***** Data lines

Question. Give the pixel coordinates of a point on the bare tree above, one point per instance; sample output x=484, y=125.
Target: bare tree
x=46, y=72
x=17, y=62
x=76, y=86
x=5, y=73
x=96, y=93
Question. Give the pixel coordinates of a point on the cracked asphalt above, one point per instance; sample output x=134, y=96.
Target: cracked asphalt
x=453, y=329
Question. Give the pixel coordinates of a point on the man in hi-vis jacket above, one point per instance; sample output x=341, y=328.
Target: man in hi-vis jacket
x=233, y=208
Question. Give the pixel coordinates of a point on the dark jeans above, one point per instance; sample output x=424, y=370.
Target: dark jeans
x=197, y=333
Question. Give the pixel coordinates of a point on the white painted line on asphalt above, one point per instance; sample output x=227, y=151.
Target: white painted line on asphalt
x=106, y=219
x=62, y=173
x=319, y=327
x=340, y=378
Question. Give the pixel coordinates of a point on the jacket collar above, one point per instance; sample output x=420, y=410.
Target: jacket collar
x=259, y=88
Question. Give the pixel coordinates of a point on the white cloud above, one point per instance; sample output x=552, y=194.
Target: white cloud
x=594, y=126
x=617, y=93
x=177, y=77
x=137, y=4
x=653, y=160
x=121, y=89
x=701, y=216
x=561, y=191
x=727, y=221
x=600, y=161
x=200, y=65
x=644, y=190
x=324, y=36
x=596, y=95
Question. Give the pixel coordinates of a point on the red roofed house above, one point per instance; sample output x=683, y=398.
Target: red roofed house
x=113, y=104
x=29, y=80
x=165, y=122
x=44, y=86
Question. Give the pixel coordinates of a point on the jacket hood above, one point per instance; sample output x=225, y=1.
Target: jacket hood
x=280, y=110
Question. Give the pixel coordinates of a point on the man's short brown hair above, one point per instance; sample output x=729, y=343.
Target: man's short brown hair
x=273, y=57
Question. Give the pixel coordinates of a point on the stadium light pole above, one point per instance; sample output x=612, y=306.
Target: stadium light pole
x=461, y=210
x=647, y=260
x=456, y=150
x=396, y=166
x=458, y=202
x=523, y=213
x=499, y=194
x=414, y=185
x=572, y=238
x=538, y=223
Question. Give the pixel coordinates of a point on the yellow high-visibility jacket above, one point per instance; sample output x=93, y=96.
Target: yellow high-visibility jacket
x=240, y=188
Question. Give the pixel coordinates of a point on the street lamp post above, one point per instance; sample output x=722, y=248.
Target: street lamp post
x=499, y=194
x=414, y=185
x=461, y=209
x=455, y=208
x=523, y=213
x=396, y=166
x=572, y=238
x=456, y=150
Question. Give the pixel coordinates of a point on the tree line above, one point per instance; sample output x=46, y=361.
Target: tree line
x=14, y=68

**********

[What you need to do]
Please copy the listing above word for word, keeping every line in its original order.

[The completed task]
Question. Give the pixel coordinates of a point on the bare tree above, one point per instance; sample output x=484, y=125.
Target: bare tree
x=46, y=72
x=17, y=62
x=76, y=86
x=5, y=73
x=96, y=93
Question. Give the pixel coordinates of a point on the cracked asphalt above, one point per instance; sample output x=134, y=96.
Target: cracked asphalt
x=453, y=329
Question. Give the pixel coordinates of a point on the man in hi-vis jacket above, one point per instance; sample output x=341, y=328.
Target: man in hi-vis jacket
x=233, y=208
Question. Give the pixel coordinates of a point on the dark jeans above, one point per instance; sample output x=424, y=370.
Target: dark jeans
x=197, y=333
Question. Give the pixel coordinates of a point on the white painted line on asphalt above, one point per instance; sample output x=227, y=151.
Target: white painted line on asphalt
x=106, y=219
x=62, y=173
x=319, y=327
x=340, y=378
Question. Give the pixel coordinates of a point on the jacket collar above, one point per instance; sample output x=420, y=410.
Target: jacket collar
x=259, y=88
Question. Give the pixel coordinates of a point on the white cloud above, one point per instance; sample output x=552, y=194.
Target: white cloud
x=594, y=126
x=617, y=93
x=177, y=77
x=137, y=4
x=653, y=160
x=121, y=89
x=701, y=216
x=561, y=191
x=727, y=221
x=600, y=161
x=200, y=65
x=644, y=190
x=324, y=36
x=596, y=95
Question. Give the pixel coordinates of a point on the red roofed house above, one point per instance; sample output x=683, y=398.
Target: red roofed house
x=113, y=104
x=29, y=80
x=165, y=122
x=44, y=86
Question. Give the pixel coordinates of a point on the jacket hood above, one point per instance; sample output x=225, y=1.
Target: jacket hood
x=280, y=110
Question. Give the pixel coordinates of a point on the man's short brown hair above, one point per instance; sample output x=729, y=343.
Target: man's short brown hair
x=273, y=57
Question. Give the pixel coordinates of a point on the stadium light pole above, one point per instance; sample output x=612, y=306.
Target: stadium light pole
x=461, y=210
x=647, y=260
x=456, y=150
x=396, y=166
x=458, y=202
x=523, y=213
x=499, y=194
x=414, y=185
x=572, y=238
x=538, y=223
Question. Give the pixel coordinates of a point on the yellow high-visibility jacket above, one point per instance; sample output x=93, y=96.
Target: yellow high-visibility jacket
x=240, y=188
Question. Give the pixel coordinates of a point on the street lamp post above, one point per instance; sample output x=722, y=248.
Target: street lamp post
x=499, y=194
x=414, y=185
x=461, y=209
x=455, y=208
x=523, y=213
x=396, y=166
x=572, y=238
x=456, y=150
Question. Give the pixel coordinates of a point on the tree line above, one point per instance; sample output x=46, y=361.
Target: tree line
x=14, y=68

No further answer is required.